• **Selection**

▶

This module provides a primitive postmortem debugging facility for Node.js.
Postmortem debugging is critical for root-causing issues that occur in
production from the artifacts of a single failure.  Without such a facility,
tracking down problems in production becomes a tedious process of adding
logging, trying to reproduce the problem, and repeating until enough information
is gathered to root-cause the issue.  For reproducible problems, this process is
merely painful for developers, administrators, and customers alike.  For
unreproducible problems, this is untenable.

The basic idea of this implementation is to maintain a global object that
references all of the internal state we would want for postmortem debugging.
Then when our application crashes, we dump this state to a file, and then exit.


The basics
----------

There are only a few functions you need to know about.  The first time this
module is loaded, it creates a global object called `panicDbg` to manage program
debug state.

* `panicDbg.set(key, value)`: registers the object `value` to be dumped under
  the key `key` when the program panics.  This function replaces the value from
  any previous call with the same key.
* `panicDbg.add(keybase, value)`: like panicDbg.set, but generates a unique key
  based on `keybase`.

◀

• **Exercise tasks**
**a.** Summarize the passage on postmortem debugging for Node.js in two sentences.
**b.** According to the passage on postmortem debugging for Node.js, how does `panicDbg.add` differ from `panicDbg.set`?
**c.** Reproduce word for word the part of the passage on postmortem debugging for Node.js starting with "The basic idea" and going on through "debug state.".

• **Supplied material**
▶

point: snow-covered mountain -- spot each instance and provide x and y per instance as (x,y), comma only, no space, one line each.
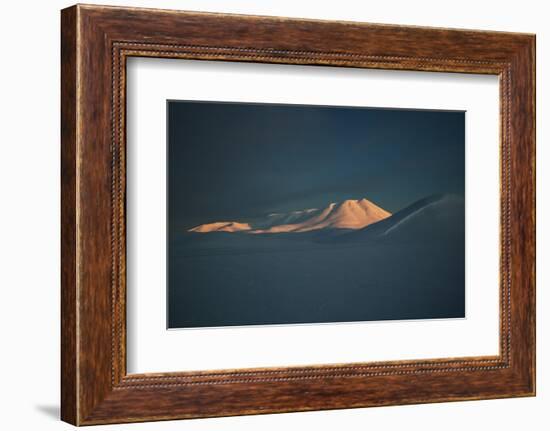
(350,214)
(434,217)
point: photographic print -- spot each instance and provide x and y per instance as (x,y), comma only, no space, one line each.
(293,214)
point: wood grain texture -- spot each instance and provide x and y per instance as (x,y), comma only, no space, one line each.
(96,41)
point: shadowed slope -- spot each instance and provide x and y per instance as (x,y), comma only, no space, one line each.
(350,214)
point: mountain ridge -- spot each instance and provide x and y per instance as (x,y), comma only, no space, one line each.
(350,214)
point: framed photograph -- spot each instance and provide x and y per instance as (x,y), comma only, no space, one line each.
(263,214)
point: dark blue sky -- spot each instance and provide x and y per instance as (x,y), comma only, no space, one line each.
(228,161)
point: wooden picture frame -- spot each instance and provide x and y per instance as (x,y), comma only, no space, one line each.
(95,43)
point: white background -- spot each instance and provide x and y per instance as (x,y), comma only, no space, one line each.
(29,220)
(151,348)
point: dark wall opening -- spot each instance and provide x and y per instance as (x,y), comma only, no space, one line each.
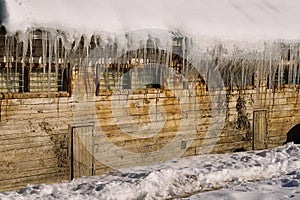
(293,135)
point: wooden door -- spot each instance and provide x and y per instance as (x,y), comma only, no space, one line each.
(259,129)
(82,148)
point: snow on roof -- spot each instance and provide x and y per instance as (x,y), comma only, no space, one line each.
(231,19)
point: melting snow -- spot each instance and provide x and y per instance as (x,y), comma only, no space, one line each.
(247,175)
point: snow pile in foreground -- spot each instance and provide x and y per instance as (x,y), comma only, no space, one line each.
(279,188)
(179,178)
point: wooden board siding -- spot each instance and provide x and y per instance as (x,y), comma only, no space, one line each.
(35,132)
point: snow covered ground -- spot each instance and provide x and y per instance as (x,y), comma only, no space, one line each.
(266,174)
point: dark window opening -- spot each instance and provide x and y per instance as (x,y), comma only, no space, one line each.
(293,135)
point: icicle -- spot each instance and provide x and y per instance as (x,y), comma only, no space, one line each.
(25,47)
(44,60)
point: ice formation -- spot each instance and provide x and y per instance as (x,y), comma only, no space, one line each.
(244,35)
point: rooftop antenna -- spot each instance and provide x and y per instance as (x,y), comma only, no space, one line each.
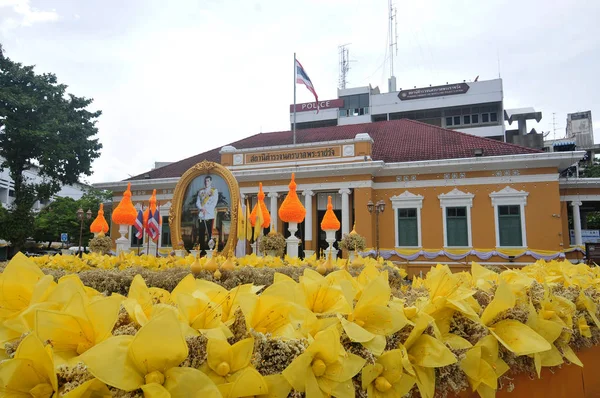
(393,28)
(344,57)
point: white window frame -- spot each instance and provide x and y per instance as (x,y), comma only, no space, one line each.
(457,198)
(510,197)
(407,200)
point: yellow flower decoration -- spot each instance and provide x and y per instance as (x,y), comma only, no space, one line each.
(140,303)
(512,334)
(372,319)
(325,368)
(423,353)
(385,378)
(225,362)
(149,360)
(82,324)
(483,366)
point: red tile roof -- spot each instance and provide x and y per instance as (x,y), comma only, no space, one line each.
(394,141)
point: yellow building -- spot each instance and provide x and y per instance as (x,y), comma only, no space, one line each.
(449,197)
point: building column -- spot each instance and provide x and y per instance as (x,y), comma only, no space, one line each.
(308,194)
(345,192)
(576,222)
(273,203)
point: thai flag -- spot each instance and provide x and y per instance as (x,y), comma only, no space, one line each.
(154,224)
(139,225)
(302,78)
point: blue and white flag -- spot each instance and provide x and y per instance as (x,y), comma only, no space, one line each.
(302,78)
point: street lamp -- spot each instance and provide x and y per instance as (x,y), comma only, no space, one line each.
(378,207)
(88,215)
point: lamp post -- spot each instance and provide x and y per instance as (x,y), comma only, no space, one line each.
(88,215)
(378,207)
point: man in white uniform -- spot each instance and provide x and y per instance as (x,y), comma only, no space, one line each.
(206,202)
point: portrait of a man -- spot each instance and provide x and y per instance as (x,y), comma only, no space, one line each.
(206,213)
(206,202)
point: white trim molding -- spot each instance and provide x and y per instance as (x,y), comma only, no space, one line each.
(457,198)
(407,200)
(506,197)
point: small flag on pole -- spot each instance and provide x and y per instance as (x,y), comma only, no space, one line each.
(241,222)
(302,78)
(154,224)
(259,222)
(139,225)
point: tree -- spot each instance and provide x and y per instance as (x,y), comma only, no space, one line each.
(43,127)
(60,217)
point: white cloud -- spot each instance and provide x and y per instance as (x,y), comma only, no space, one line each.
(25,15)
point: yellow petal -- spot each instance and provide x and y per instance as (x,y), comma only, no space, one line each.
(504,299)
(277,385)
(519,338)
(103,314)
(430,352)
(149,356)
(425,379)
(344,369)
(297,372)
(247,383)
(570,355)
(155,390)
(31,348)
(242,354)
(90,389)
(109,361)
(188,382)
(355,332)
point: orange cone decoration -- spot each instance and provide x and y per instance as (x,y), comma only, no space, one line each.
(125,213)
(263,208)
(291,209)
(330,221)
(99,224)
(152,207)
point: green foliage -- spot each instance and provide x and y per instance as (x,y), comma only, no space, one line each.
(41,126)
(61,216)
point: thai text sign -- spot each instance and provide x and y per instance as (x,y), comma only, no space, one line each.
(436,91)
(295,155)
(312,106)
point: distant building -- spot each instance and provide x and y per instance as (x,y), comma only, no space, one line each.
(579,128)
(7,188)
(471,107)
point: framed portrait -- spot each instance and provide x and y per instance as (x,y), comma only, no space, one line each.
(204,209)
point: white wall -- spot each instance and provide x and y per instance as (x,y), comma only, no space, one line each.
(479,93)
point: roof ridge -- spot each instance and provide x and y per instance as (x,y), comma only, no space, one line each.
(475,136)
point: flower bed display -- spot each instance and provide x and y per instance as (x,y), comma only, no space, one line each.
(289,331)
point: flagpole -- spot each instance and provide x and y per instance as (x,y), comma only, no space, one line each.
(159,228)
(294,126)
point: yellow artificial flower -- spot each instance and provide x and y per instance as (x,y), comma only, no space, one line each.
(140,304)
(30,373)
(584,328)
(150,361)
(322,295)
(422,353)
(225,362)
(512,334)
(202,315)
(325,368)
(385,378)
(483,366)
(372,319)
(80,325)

◀

• **Final results**
**a.** The module provides a primitive postmortem debugging facility for Node.js, which the passage calls critical for root-causing production issues from the artifacts of a single failure, because otherwise tracking down problems means repeatedly adding logging and trying to reproduce them. It maintains a global object, `panicDbg`, that references the internal state needed for debugging, dumps that state to a file and exits when the application crashes, and offers functions such as `panicDbg.set` and `panicDbg.add` to register values under keys.

**b.** It generates a unique key based on `keybase` rather than using a given key.

**c.**
The basic idea of this implementation is to maintain a global object that
references all of the internal state we would want for postmortem debugging.
Then when our application crashes, we dump this state to a file, and then exit.


The basics
----------

There are only a few functions you need to know about.  The first time this
module is loaded, it creates a global object called `panicDbg` to manage program
debug state.